** Quoted passage **
* * * * * * *

Methods of Tensile Testing of Textiles

Methods of Tensile Testing of Textiles

Tensile testing is a common method used to evaluate the mechanical properties of textiles. This type of testing measures the response of a textile material to an applied force, typically in the form of a pulling or stretching force. The results of a tensile test can provide important information about the strength, elasticity, and durability of a textile material.

Methods of Tensile Testing of Textiles

I. Constant Rate of Elongation (CRE)

Constant rate of elongation tests are tests used to determine the strength of textile materials. In constant rate of elongation tests, the specimen is extended at a constant rate and the force is a dependent quantity.
It is possible in constant rate of elongation tests for load to decrease while elongation increases.

II. Constant Rate of Loading (CRL)

Constant rate of loading tests are tests used to determine the strength of textile materials. In constant rate of loading (CRL) tests, the specimen is loaded at a constant rate and the elongation is a dependent quantity.

* * * * * * *

** Stored data **
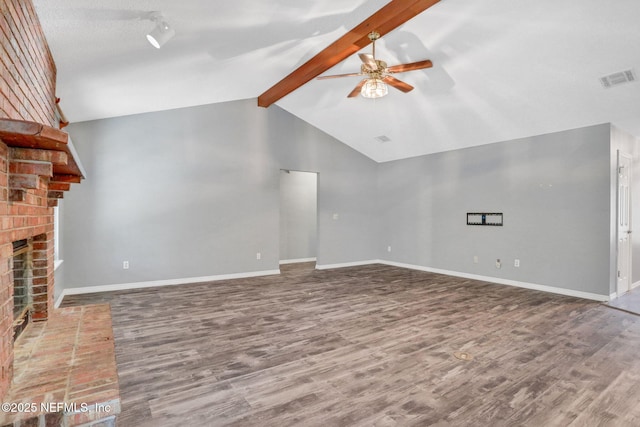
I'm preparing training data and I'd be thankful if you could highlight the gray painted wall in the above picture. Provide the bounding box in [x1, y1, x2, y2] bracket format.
[280, 171, 318, 261]
[378, 124, 611, 295]
[57, 100, 378, 288]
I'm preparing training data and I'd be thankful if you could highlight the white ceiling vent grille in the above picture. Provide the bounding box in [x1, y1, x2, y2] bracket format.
[600, 70, 637, 88]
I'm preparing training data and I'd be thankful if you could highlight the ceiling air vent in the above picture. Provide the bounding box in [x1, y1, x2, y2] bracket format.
[600, 70, 637, 88]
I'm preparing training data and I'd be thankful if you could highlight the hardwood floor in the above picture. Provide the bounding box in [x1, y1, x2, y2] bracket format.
[607, 288, 640, 316]
[64, 265, 640, 427]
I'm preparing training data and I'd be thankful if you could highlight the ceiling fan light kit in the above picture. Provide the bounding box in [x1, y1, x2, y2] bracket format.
[360, 79, 389, 98]
[318, 31, 433, 98]
[147, 12, 176, 49]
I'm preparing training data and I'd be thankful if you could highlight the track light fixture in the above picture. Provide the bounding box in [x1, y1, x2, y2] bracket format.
[147, 12, 176, 49]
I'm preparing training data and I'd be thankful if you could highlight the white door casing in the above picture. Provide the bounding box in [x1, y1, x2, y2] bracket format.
[616, 151, 632, 296]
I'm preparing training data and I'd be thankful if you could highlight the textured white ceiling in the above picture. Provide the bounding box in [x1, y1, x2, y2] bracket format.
[34, 0, 640, 161]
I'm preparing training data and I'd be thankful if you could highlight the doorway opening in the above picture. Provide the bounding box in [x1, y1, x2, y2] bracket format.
[280, 169, 318, 266]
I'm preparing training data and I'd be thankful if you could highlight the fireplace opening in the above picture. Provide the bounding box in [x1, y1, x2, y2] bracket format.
[13, 239, 33, 341]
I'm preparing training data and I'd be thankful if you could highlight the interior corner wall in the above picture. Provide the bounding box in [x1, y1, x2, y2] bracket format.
[378, 124, 611, 295]
[611, 125, 640, 294]
[60, 99, 377, 289]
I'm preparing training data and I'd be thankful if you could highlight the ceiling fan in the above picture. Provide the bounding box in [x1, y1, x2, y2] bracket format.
[317, 31, 433, 98]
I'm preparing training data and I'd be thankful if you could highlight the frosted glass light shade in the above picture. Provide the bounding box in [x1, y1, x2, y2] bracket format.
[360, 79, 389, 98]
[147, 21, 176, 49]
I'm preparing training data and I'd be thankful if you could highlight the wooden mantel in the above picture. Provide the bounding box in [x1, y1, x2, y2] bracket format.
[0, 119, 84, 206]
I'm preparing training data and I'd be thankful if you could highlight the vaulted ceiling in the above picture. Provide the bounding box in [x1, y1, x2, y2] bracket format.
[34, 0, 640, 162]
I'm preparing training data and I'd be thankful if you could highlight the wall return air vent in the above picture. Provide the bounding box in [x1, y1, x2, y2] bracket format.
[600, 70, 638, 88]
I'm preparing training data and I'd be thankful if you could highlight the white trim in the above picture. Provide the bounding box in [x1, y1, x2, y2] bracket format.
[53, 289, 64, 308]
[56, 269, 280, 307]
[379, 261, 609, 301]
[280, 257, 316, 264]
[316, 259, 382, 270]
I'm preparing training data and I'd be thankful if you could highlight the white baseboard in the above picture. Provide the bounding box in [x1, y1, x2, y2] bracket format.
[316, 259, 382, 270]
[378, 260, 610, 301]
[55, 270, 280, 308]
[280, 257, 316, 264]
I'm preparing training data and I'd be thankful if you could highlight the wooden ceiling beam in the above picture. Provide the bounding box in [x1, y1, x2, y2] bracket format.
[258, 0, 440, 108]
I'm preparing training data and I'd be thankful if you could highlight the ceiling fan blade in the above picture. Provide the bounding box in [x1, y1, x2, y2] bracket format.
[358, 53, 378, 71]
[316, 73, 363, 80]
[387, 59, 433, 73]
[382, 76, 413, 93]
[347, 79, 368, 98]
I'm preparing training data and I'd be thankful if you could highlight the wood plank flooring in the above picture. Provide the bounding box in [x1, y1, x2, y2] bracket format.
[606, 288, 640, 315]
[64, 265, 640, 427]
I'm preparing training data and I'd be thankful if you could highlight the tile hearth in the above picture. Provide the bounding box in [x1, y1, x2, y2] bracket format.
[0, 304, 120, 426]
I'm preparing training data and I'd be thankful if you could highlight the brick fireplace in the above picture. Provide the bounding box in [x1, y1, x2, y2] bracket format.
[0, 0, 81, 399]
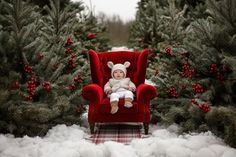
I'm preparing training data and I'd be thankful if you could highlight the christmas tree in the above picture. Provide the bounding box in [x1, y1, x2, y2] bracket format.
[130, 0, 236, 147]
[0, 0, 109, 136]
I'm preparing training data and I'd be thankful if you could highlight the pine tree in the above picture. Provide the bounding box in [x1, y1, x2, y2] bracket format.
[130, 0, 236, 147]
[0, 0, 110, 136]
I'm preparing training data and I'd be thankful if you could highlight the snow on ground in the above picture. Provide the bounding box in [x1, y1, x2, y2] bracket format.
[111, 46, 133, 51]
[0, 125, 236, 157]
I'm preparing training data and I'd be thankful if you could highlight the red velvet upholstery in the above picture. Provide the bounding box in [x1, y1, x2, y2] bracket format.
[82, 49, 157, 133]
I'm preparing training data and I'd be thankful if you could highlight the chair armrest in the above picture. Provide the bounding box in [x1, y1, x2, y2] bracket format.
[82, 84, 103, 104]
[136, 84, 157, 104]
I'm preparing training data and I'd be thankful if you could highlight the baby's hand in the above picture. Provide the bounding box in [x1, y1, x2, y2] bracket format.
[106, 89, 112, 94]
[128, 87, 135, 92]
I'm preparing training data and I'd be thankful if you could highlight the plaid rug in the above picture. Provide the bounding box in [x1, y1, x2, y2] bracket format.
[91, 124, 142, 144]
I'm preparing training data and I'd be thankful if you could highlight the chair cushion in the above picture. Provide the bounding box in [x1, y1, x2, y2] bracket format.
[99, 98, 138, 114]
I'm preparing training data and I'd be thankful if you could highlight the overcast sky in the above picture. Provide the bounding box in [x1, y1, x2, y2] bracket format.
[72, 0, 140, 21]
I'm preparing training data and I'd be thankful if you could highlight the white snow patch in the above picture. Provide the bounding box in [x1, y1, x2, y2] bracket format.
[0, 125, 236, 157]
[111, 46, 133, 51]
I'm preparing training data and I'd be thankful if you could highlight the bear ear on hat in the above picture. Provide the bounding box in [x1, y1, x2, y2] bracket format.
[107, 61, 114, 69]
[124, 61, 130, 68]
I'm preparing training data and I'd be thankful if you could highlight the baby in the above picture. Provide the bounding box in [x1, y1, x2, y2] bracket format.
[104, 61, 136, 114]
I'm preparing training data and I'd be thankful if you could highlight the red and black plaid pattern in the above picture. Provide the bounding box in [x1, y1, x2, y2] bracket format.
[91, 124, 142, 144]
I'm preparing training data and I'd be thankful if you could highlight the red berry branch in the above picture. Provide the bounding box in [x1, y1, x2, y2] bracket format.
[167, 86, 179, 98]
[191, 99, 210, 113]
[192, 83, 204, 93]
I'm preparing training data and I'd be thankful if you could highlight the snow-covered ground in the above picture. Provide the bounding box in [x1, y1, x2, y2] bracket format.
[0, 125, 236, 157]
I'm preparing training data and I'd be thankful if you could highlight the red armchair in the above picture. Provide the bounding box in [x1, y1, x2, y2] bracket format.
[82, 49, 157, 134]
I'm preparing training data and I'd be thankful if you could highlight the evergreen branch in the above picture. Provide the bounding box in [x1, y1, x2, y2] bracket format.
[69, 89, 82, 101]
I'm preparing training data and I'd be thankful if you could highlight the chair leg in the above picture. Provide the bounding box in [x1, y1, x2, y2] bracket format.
[89, 123, 95, 134]
[143, 122, 149, 135]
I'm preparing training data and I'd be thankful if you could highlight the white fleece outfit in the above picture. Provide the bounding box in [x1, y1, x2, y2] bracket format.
[104, 78, 136, 102]
[104, 61, 136, 102]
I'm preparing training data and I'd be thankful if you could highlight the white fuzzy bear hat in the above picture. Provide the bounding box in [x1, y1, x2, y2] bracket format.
[107, 61, 130, 78]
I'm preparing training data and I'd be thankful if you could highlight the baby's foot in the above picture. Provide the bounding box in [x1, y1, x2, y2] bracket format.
[124, 102, 133, 108]
[111, 105, 119, 114]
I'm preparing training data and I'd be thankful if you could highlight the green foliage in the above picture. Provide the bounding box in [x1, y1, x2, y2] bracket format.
[0, 0, 109, 136]
[130, 0, 236, 147]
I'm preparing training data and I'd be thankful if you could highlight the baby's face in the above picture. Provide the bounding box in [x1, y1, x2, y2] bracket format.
[113, 69, 125, 80]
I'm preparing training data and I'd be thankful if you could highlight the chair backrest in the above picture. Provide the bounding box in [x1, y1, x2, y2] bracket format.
[89, 49, 149, 88]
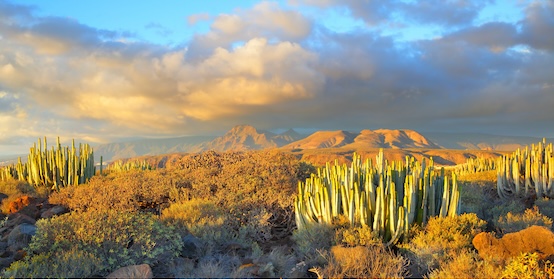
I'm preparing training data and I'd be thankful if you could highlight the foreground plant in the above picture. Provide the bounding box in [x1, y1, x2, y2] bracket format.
[0, 137, 96, 190]
[294, 149, 460, 245]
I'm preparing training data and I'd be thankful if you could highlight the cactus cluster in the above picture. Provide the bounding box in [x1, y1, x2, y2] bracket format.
[497, 139, 554, 198]
[106, 160, 153, 172]
[295, 149, 460, 245]
[454, 157, 497, 175]
[0, 137, 95, 190]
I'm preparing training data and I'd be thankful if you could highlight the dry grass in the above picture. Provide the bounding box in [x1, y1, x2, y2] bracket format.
[311, 245, 408, 278]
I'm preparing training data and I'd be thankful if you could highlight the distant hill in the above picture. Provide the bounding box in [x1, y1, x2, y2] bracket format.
[199, 125, 303, 151]
[283, 129, 441, 149]
[420, 133, 554, 151]
[94, 125, 554, 163]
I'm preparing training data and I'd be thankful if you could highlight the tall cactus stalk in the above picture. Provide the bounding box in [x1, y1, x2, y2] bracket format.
[497, 139, 554, 198]
[0, 137, 95, 190]
[295, 149, 460, 245]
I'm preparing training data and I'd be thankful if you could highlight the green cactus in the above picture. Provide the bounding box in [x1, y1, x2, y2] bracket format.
[1, 137, 94, 190]
[295, 149, 460, 245]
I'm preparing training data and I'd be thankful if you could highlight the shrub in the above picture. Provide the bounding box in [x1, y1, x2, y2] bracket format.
[496, 206, 552, 234]
[502, 253, 554, 279]
[408, 213, 486, 270]
[535, 198, 554, 222]
[28, 211, 183, 273]
[292, 224, 334, 262]
[310, 245, 408, 278]
[2, 248, 102, 278]
[49, 170, 176, 212]
[335, 226, 382, 247]
[428, 249, 502, 278]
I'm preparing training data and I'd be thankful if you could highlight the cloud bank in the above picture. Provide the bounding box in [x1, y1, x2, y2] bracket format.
[0, 1, 554, 152]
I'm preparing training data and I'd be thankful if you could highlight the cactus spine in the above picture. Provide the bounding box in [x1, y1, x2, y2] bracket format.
[497, 139, 554, 198]
[294, 149, 460, 245]
[0, 137, 95, 190]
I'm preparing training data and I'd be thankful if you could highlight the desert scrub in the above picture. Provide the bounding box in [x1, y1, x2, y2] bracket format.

* * * * * * *

Repeat word for word the part of the tensile testing text that begins at "Constant rate of elongation tests are" and stops after "elongation is a dependent quantity.".

** Output for this task **
Constant rate of elongation tests are tests used to determine the strength of textile materials. In constant rate of elongation tests, the specimen is extended at a constant rate and the force is a dependent quantity.
It is possible in constant rate of elongation tests for load to decrease while elongation increases.

II. Constant Rate of Loading (CRL)

Constant rate of loading tests are tests used to determine the strength of textile materials. In constant rate of loading (CRL) tests, the specimen is loaded at a constant rate and the elongation is a dependent quantity.